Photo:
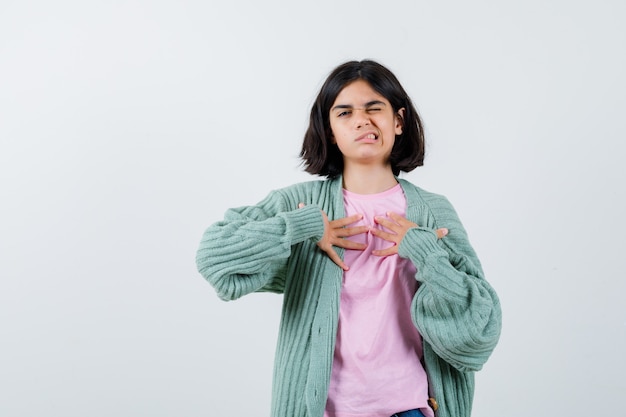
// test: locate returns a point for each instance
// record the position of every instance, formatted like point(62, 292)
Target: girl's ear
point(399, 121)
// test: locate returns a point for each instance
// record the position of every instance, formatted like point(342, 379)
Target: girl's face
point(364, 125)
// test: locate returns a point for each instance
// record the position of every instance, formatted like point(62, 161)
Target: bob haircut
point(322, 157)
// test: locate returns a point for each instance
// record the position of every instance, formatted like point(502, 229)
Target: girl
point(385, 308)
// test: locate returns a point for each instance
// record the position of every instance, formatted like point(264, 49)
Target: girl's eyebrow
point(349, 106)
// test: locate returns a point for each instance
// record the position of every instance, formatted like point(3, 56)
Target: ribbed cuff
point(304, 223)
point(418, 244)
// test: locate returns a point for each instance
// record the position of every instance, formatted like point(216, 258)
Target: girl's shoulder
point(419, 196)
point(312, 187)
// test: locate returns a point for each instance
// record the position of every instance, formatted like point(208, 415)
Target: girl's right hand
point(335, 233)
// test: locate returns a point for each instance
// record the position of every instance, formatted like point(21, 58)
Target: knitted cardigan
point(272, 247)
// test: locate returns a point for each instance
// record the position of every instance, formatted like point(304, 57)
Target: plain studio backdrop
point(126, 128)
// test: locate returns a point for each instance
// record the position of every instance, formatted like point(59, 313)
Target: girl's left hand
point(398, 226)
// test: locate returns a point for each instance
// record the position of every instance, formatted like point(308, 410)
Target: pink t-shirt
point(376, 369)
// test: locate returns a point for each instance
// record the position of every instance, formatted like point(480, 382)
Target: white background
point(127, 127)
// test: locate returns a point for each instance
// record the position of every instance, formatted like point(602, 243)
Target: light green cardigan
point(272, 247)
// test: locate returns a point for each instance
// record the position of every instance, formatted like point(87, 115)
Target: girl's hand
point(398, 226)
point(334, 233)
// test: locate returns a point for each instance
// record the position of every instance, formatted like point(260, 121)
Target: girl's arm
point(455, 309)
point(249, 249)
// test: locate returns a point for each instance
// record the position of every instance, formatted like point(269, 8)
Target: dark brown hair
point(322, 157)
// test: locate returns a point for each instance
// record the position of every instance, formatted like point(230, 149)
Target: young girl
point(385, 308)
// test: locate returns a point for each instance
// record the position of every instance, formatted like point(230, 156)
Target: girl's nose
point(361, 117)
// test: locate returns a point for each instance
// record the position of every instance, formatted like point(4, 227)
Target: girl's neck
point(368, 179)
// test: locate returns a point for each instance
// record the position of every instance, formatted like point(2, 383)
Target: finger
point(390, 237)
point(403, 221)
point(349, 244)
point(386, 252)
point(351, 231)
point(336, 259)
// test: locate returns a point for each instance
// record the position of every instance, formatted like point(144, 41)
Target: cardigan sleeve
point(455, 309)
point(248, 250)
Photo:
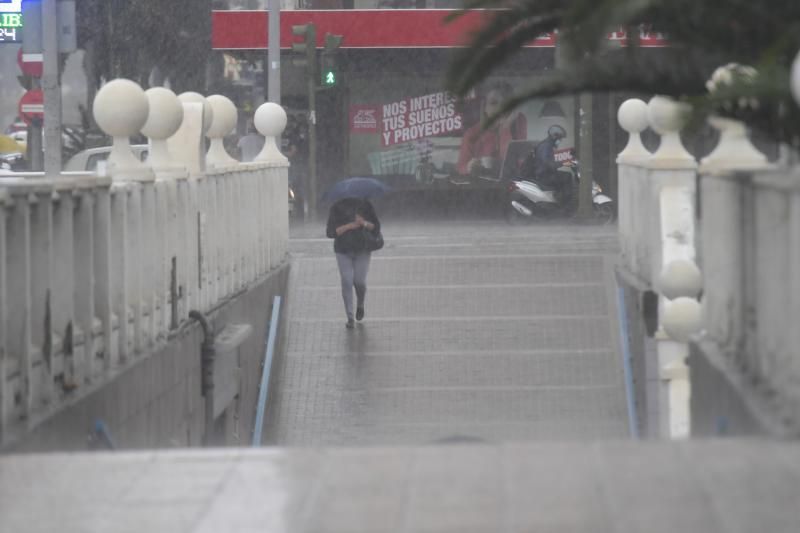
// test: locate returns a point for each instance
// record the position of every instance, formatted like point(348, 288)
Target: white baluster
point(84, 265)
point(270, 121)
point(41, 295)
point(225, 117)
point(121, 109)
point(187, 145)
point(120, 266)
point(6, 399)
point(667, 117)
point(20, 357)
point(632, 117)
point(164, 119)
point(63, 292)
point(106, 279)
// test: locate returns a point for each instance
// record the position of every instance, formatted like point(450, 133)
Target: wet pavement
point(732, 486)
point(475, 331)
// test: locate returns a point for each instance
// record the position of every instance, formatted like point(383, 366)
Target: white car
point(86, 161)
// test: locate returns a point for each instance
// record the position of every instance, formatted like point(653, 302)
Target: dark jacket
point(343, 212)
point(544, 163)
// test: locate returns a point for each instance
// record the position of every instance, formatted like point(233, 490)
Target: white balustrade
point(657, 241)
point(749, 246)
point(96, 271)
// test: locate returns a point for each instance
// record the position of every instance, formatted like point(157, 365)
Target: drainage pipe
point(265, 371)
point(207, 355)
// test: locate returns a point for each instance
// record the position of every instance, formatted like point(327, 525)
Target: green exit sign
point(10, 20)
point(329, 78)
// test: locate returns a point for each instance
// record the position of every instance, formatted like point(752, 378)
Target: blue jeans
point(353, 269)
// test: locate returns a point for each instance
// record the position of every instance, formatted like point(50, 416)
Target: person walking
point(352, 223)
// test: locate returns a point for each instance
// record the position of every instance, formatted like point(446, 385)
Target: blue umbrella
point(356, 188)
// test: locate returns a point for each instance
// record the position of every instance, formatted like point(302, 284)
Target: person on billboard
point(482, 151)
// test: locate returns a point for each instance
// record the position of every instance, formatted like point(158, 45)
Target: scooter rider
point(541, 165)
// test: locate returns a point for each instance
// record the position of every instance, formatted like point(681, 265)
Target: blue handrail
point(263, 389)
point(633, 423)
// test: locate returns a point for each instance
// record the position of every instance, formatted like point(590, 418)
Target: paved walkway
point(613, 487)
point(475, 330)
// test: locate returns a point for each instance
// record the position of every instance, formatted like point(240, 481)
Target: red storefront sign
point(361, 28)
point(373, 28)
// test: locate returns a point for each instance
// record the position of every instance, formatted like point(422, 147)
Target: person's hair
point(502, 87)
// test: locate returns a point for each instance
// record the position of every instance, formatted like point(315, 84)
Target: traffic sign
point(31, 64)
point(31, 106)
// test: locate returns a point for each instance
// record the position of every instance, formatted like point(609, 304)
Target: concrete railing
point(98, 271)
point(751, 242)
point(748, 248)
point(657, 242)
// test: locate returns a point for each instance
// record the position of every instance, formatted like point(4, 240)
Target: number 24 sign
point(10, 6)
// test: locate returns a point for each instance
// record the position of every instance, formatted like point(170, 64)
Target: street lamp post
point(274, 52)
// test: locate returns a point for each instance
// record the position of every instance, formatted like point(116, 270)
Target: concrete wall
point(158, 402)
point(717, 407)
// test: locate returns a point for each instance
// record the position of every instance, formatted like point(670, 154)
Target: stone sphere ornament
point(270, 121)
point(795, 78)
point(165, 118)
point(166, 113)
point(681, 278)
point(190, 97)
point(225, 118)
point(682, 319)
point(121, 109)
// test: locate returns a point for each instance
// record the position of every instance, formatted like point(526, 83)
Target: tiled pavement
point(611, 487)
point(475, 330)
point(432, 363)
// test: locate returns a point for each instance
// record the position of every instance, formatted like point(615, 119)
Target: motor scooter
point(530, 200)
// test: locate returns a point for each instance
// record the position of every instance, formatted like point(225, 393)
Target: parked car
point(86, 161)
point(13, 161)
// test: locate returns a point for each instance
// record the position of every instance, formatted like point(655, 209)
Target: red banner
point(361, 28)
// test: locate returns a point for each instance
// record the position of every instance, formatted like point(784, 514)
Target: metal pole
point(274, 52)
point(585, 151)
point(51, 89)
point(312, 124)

++++

## Written request:
Reproduce all of the records above line for line, omitting the pictures.

## Output:
Photo:
// test: locate returns a point for each instance
// record the position of every instance, formatted like point(62, 292)
Target: girl's ear
point(399, 121)
// test: locate returns a point for each instance
// record the position of every instance, formatted like point(342, 379)
Target: girl's face
point(364, 125)
// test: locate returns a point for each instance
// record the position of every instance, formatted like point(62, 161)
Target: bob haircut
point(322, 157)
// test: locate returns a point for each instance
// record the position of every instance, formatted like point(502, 229)
Target: girl
point(385, 308)
// test: locate returns a point for each instance
// record the position of every instance, formatted like point(264, 49)
Target: girl's eyebrow
point(349, 106)
// test: locate returns a point for each instance
// record the position of every instance, formatted like point(3, 56)
Target: ribbed cuff
point(304, 223)
point(418, 244)
// test: locate returns a point for each instance
// record the position of every instance, formatted like point(216, 258)
Target: girl's shoulder
point(419, 196)
point(312, 187)
// test: locate returns a point for each instance
// record the position of every instance, formatted like point(208, 415)
Target: girl's right hand
point(335, 233)
// test: locate returns a point for each instance
// record the position of every instance, formatted like point(21, 58)
Target: knitted cardigan
point(272, 247)
// test: locate returns a point for each instance
// record the position of every instance, formatted like point(304, 57)
Target: plain studio backdrop
point(126, 128)
// test: locate returns a point for each instance
// record the position of every instance, formatted like point(59, 313)
Target: girl's left hand
point(398, 226)
// test: locate returns a point for each instance
// record the position of every instance, formatted like point(308, 410)
Target: pink t-shirt
point(376, 369)
// test: locate returns a point for each instance
// record the position of every instance, formatted like point(480, 382)
Target: white background
point(127, 127)
// test: locate returns a point for each instance
// record the position of every instance, formatted like point(602, 243)
Target: light green cardigan
point(272, 247)
// test: locate returns a point for each instance
// record the position of every instance, formatted like point(87, 115)
Target: girl's hand
point(398, 226)
point(334, 233)
// test: locate returns a point for each instance
// record the position of every instance, formatted like point(260, 121)
Target: girl's arm
point(455, 309)
point(249, 249)
// test: locate returns a point for each instance
// record the position of every instance, formatted like point(269, 8)
Target: dark brown hair
point(322, 157)
// test: locate returns a point for each instance
// record the position of every instance, formatted like point(230, 149)
Target: young girl
point(385, 308)
// test: locate returns a point for each instance
// record the position of every instance, formatted like point(230, 156)
Target: girl's nose
point(361, 117)
// test: locate returns a point for each instance
// record the position of every instance, formatted like point(4, 227)
Target: girl's neck
point(368, 179)
// test: locate returns a point for each instance
// record the position of every instance, formatted like point(2, 383)
Target: finger
point(390, 237)
point(403, 221)
point(349, 244)
point(386, 252)
point(351, 231)
point(336, 259)
// test: locate returns a point for each instance
// record the position of every instance, formatted like point(144, 41)
Target: cardigan sleeve
point(455, 309)
point(248, 250)
Photo:
// test: locate returns a point for each instance
// record the position of every instance, formatted like point(348, 288)
Target: white baluster
point(84, 265)
point(270, 121)
point(41, 295)
point(225, 117)
point(121, 109)
point(187, 145)
point(120, 266)
point(6, 399)
point(667, 117)
point(20, 357)
point(632, 117)
point(164, 119)
point(63, 292)
point(106, 279)
// test: locate returns a point for each instance
// record the position of every instance, formatted like point(450, 133)
Target: wet pavement
point(732, 486)
point(475, 331)
// test: locate returns a point for each instance
// record the position of every instance, formatted like point(383, 366)
Target: white car
point(86, 161)
// test: locate returns a point for each instance
// record the position of every instance, formatted like point(653, 302)
Target: dark jacket
point(343, 212)
point(544, 163)
// test: locate returns a point for each instance
// record the position of every instance, formatted like point(233, 490)
Target: white balustrade
point(657, 241)
point(749, 246)
point(96, 271)
// test: locate returns a point for each instance
// record the position of every instance, formatted like point(157, 365)
Target: drainage pipe
point(265, 371)
point(207, 355)
// test: locate returns a point for each instance
// record the position of every instance, formatted like point(327, 525)
Target: green exit sign
point(10, 20)
point(329, 78)
// test: locate returns a point for each instance
// record the position of every instance, formatted like point(752, 378)
Target: blue jeans
point(353, 269)
// test: locate returns a point for each instance
// record the position of every instance, formatted like point(50, 416)
Target: person walking
point(352, 223)
// test: locate returns a point for each instance
// record the position of every instance, formatted like point(446, 385)
Target: blue umbrella
point(356, 188)
// test: locate returns a point for each instance
// record the position of every instance, formatted like point(302, 284)
Target: person on billboard
point(482, 151)
// test: locate returns a point for each instance
// record the position of every instance, formatted like point(158, 45)
Target: scooter rider
point(541, 165)
// test: locate returns a point for each instance
// record the position of every instance, formatted like point(681, 265)
Target: blue handrail
point(263, 389)
point(633, 423)
// test: locate returns a point for each instance
// record the position of every instance, formatted like point(590, 418)
Target: paved walkway
point(613, 487)
point(475, 330)
// test: locate returns a point for each instance
// record the position of every instance, formatted like point(240, 481)
Target: red storefront sign
point(361, 28)
point(373, 28)
// test: locate returns a point for each instance
// record the position of every instance, formatted like point(422, 147)
Target: person's hair
point(502, 87)
// test: locate returns a point for each instance
// record the position of every instance, formatted like point(315, 84)
Target: traffic sign
point(31, 64)
point(31, 106)
// test: locate returns a point for each instance
// record the position of every instance, formatted like point(609, 304)
Target: concrete railing
point(98, 271)
point(751, 242)
point(748, 248)
point(657, 242)
// test: locate returns a point for each instance
// record the position of every instance, formatted like point(4, 240)
Target: number 24 sign
point(10, 6)
// test: locate returns a point for each instance
// record the position of every instance, formatted like point(170, 64)
Target: street lamp post
point(274, 52)
// test: locate returns a point for each instance
// record the position of every instance, formatted like point(116, 270)
Target: concrete wall
point(158, 402)
point(717, 407)
// test: locate returns a point for each instance
// record the position of every instance, formatted like point(670, 154)
Target: stone sphere ornament
point(270, 121)
point(795, 78)
point(165, 118)
point(166, 113)
point(681, 278)
point(190, 97)
point(225, 118)
point(682, 319)
point(121, 109)
// test: locate returns a point for each instance
// record the position of every instance, formatted like point(526, 83)
Target: tiled pavement
point(611, 487)
point(475, 330)
point(432, 363)
// test: locate returns a point for each instance
// record the position of every instance, formatted like point(615, 119)
Target: motor scooter
point(530, 200)
// test: locate returns a point for each instance
// record the position of every instance, formatted like point(225, 393)
Target: parked car
point(86, 161)
point(13, 161)
// test: locate returns a point for each instance
// record the position of every instance, formatted like point(655, 209)
Target: red banner
point(361, 28)
// test: locate returns a point for each instance
// record the position of every instance, formatted like point(784, 514)
Target: metal pole
point(274, 52)
point(585, 151)
point(51, 89)
point(312, 124)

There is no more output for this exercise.